* Your objective
Swap "instance" for "object" throughout the entries below and write them out again, leaving everything else unchanged.
..........
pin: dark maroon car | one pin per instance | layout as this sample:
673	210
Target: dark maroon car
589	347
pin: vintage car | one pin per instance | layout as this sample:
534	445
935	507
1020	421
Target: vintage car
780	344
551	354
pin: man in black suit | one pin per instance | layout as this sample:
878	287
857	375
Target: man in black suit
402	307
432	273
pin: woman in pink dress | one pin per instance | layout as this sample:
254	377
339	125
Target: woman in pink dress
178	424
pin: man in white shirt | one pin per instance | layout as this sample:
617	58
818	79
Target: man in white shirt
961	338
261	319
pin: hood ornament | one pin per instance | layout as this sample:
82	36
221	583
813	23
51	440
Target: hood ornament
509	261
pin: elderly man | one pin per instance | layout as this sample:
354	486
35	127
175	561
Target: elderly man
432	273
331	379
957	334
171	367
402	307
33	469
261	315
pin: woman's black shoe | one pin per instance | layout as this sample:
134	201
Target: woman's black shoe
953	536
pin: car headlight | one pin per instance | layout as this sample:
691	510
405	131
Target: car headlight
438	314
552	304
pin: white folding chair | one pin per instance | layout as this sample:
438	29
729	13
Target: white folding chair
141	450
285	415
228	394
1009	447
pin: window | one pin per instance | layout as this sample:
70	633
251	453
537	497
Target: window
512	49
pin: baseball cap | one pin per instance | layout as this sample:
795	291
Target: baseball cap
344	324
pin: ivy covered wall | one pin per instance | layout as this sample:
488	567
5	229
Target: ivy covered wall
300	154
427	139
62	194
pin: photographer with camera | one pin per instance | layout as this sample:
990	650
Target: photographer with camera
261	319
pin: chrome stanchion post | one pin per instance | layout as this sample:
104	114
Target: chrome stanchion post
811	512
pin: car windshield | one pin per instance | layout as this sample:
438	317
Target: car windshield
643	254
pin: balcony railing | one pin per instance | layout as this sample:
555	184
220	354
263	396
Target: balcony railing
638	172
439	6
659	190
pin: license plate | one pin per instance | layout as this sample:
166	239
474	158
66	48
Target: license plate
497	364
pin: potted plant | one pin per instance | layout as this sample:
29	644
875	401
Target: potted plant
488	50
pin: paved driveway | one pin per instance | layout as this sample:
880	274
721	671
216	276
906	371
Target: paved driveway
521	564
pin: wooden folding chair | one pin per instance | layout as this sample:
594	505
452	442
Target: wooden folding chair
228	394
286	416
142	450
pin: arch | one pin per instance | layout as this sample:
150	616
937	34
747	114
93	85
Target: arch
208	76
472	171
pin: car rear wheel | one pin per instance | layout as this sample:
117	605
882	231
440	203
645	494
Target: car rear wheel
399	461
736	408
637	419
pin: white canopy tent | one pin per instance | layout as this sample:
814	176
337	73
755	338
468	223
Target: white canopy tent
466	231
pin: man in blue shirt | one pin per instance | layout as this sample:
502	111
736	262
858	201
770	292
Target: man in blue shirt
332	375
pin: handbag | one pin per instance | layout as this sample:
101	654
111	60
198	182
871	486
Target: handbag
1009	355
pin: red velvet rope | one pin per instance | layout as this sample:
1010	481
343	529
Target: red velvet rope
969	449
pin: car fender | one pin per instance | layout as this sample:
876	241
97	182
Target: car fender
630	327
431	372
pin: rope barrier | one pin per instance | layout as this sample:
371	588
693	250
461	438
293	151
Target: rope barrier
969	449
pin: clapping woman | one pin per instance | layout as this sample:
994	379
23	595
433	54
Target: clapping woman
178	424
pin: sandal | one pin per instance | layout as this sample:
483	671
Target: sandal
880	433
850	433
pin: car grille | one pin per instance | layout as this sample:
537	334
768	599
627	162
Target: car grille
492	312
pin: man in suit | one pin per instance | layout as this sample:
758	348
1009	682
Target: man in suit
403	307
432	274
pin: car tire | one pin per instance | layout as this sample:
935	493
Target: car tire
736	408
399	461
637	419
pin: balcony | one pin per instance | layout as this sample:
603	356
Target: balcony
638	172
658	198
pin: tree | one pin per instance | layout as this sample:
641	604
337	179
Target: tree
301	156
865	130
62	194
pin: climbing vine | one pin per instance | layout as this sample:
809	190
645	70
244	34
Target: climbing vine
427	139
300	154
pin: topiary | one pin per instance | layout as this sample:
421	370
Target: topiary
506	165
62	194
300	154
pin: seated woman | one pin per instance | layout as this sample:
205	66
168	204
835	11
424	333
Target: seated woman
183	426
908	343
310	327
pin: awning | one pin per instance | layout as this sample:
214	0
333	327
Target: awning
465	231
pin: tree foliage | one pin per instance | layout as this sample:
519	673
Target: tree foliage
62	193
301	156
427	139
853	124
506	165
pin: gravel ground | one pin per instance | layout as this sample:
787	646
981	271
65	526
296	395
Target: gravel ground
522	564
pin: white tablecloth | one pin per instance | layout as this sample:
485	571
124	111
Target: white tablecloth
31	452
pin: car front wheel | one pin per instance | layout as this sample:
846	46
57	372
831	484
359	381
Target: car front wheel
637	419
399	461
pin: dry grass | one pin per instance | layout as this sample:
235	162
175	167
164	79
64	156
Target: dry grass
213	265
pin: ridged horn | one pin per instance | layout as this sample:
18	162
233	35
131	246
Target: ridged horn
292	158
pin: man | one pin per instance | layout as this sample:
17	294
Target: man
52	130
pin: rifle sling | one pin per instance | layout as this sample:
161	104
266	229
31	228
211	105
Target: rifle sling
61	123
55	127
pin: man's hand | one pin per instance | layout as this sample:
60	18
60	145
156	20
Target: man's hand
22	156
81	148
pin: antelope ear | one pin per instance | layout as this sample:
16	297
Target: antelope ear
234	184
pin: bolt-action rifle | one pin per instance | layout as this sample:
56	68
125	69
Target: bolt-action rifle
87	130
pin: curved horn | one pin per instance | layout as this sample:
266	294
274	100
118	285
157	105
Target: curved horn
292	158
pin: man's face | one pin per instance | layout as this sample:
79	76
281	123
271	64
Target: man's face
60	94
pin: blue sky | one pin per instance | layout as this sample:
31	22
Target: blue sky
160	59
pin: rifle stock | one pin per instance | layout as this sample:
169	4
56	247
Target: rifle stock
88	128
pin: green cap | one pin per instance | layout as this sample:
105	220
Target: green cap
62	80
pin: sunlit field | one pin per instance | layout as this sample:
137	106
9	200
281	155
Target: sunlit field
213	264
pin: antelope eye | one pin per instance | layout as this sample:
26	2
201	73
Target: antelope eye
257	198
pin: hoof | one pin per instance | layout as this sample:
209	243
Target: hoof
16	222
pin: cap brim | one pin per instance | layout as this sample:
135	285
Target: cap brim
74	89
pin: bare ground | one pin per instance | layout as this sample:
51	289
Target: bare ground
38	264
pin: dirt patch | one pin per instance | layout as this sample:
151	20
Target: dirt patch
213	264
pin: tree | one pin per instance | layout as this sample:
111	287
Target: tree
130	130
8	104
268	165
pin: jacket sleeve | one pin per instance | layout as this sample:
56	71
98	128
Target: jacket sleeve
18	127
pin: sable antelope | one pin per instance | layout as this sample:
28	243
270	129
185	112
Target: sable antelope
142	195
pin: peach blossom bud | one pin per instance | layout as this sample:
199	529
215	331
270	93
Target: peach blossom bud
..........
* Full solution
pin: dark maroon car | one pin per object | layout as this sample:
673	210
Target: dark maroon car
589	347
pin: vintage car | one pin per object | layout as this sample:
534	445
935	507
1020	421
Target: vintage car
780	344
551	354
pin: man in black suit | one pin per object | layout as this sample:
878	287
857	375
Target: man in black suit
402	307
432	273
pin: woman in pink dress | one pin per object | layout as this sample:
254	377
339	125
Target: woman in pink dress
178	424
pin: man in white shirt | one pin per object | layout as this sample:
617	58
818	79
Target: man in white shirt
961	338
261	319
pin: hood ornament | one pin per object | layout as this sample:
82	36
221	583
813	23
51	440
Target: hood ornament
509	261
pin: elderly man | one pin per object | layout as this sample:
354	486
35	127
175	561
Target: elderly man
432	273
331	379
957	334
171	367
402	307
33	469
261	315
pin: woman's black shoe | one pin per object | layout as this sample:
134	201
Target: woman's black shoe
953	536
pin: car headlight | one pin per object | layout as this sample:
691	510
405	131
Target: car headlight
438	314
552	304
pin: white folding chair | one pin per object | layout as this sample:
438	29
729	13
Target: white folding chair
141	450
285	415
228	394
1009	447
pin: window | one pin per object | layout as this sample:
70	633
251	453
537	497
Target: window
512	49
pin: baseball cap | one pin per object | layout as this sample:
795	291
Target: baseball cap
344	324
pin: ivy covered wall | one pin per object | layout as this sample:
488	567
5	229
Target: ivy covered wall
300	154
427	139
62	194
pin: photographer with camera | one pin per object | layout as this sample:
990	650
Target: photographer with camera
261	319
pin: chrome stanchion post | one pin per object | layout as this sample:
104	114
Target: chrome stanchion post
811	512
pin: car windshield | one pin per object | layout as this sample:
438	317
Target: car windshield
643	254
pin: balcony railing | one pin per object | layout as this sample:
555	184
220	354
263	396
Target: balcony railing
638	172
439	6
659	190
pin: license plate | one pin per object | layout as this sample:
166	239
474	158
66	48
Target: license plate
497	364
pin: potted plant | one pin per object | layout as this sample:
29	644
875	401
Target: potted plant
488	50
pin: paved driveway | one pin per object | layout as this sample:
880	274
721	671
216	276
906	371
Target: paved driveway
521	564
pin: wooden folding chair | one pin per object | layout as this sample:
594	505
452	442
Target: wooden folding chair
228	394
286	416
142	450
pin: arch | one pin per object | layout as this sample:
150	616
937	34
747	114
93	85
Target: arch
208	76
472	171
pin: car rear wheel | one pin per object | layout as this sample:
117	605
882	231
440	203
645	494
Target: car rear wheel
399	461
736	408
637	419
pin: white canopy tent | one pin per object | layout as this sample:
814	176
337	73
755	338
468	223
Target: white canopy tent
466	231
pin: man in blue shirt | one pin per object | layout as this sample:
502	111
736	262
858	201
770	292
Target: man in blue shirt
332	375
pin: handbag | one pin per object | layout as this sample:
101	654
111	60
198	182
871	486
Target: handbag
1009	355
pin: red velvet rope | one pin per object | layout as this sample:
1010	481
343	529
Target: red velvet rope
969	449
pin: car fender | one pin per object | layout as this sample:
876	241
97	182
Target: car fender
630	327
431	372
pin: rope barrier | one pin per object | layout as this sample:
371	588
693	250
461	438
293	151
Target: rope barrier
969	449
pin: clapping woman | one pin per object | layout as this sample:
994	379
23	595
433	54
Target: clapping woman
178	424
pin: sandal | one pin per object | layout as this sample:
483	671
Target: sandal
880	433
850	433
pin: car grille | one pin per object | layout as this sample:
537	334
768	599
627	162
Target: car grille
492	312
pin: man in suit | one pin per object | layout as this sample:
758	348
1009	682
Target: man in suit
403	307
432	274
pin: car tire | one pin per object | layout as this sample:
935	493
Target: car tire
736	408
399	461
637	419
pin: balcony | one pin per object | layout as this sample:
603	356
Target: balcony
638	172
658	198
pin: tree | one pin per object | layout as this sample:
641	604
337	179
Target: tree
301	156
865	130
62	194
pin: climbing vine | one pin per object | layout as this sample:
809	190
645	70
244	34
Target: climbing vine
427	139
300	154
pin: topiary | one pin per object | layout as this sample:
421	370
Target: topiary
506	165
62	194
300	154
pin: seated woman | one pin per object | layout as this sample:
205	66
168	204
835	11
424	333
Target: seated woman
183	426
908	343
310	327
pin: awning | one pin per object | layout as this sample:
214	0
333	327
Target: awning
465	231
pin: tree foliage | one pin per object | layout as this sample:
519	673
Target: tree foliage
62	193
301	156
427	139
853	124
506	165
pin: gravel ground | one pin per object | layout as this sample:
787	646
981	271
65	526
296	395
Target: gravel ground
522	564
pin: white tablecloth | one pin per object | layout as this sample:
485	571
124	111
Target: white tablecloth
31	452
pin: car front wheel | one pin per object | layout as this sample:
846	46
57	372
831	484
359	381
Target: car front wheel
637	419
399	461
pin: dry grass | one pin per object | layout as this sample:
235	162
175	167
164	79
64	156
Target: dry grass
213	265
pin: ridged horn | one pin per object | layout as this sample:
18	162
233	35
131	246
Target: ridged horn
292	158
pin: man | one pin per object | layout as this sample:
17	294
Target: man
52	130
pin: rifle sling | one pin per object | layout as this sample:
161	104
266	229
31	228
211	105
Target: rifle sling
61	123
55	127
pin: man's hand | one pin per object | layout as this sample:
60	18
60	145
156	20
Target: man's hand
22	156
81	148
pin: antelope ear | one pin per object | layout as this sample:
16	297
Target: antelope ear
234	184
pin: bolt-action rifle | one pin per object | layout as this sample:
56	68
125	69
Target: bolt-action rifle
87	130
pin: curved horn | one pin per object | layout as this sample:
266	294
274	100
118	285
157	105
Target: curved horn
292	158
pin: man's face | one pin per object | layout as this sample:
79	76
281	123
271	64
Target: man's face
60	94
pin: blue sky | one pin per object | layout as this sample:
31	22
Target: blue sky
160	59
pin: rifle stock | one pin per object | layout as this sample:
169	4
56	247
Target: rifle stock
88	128
pin: green cap | one pin per object | layout as this sample:
105	220
Target: green cap
62	80
pin: sunlit field | one pin per object | layout as this sample:
137	106
9	200
281	155
Target: sunlit field
213	264
pin: antelope eye | one pin per object | layout as this sample:
26	2
201	73
Target: antelope eye
257	198
pin: hoof | one pin per object | layout as this sample:
209	243
Target: hoof
16	222
pin: cap brim | one pin per object | layout as this sample:
135	285
Target: cap brim
74	89
pin: bare ground | one pin per object | layout as this sample:
51	289
Target: bare ground
38	264
pin: dirt patch | one pin per object | layout as this sample:
151	20
Target: dirt patch
213	264
pin: tree | one pin per object | layout as this sample:
111	287
Target: tree
130	130
8	104
268	165
pin: jacket sleeve | one pin per object | layout as this sample:
56	71
98	128
Target: jacket sleeve
18	127
pin: sable antelope | one pin per object | layout as this sample:
28	243
270	129
185	112
Target: sable antelope
142	195
pin: peach blossom bud | one pin per object | layout as this sample:
199	529
215	331
270	93
Target: peach blossom bud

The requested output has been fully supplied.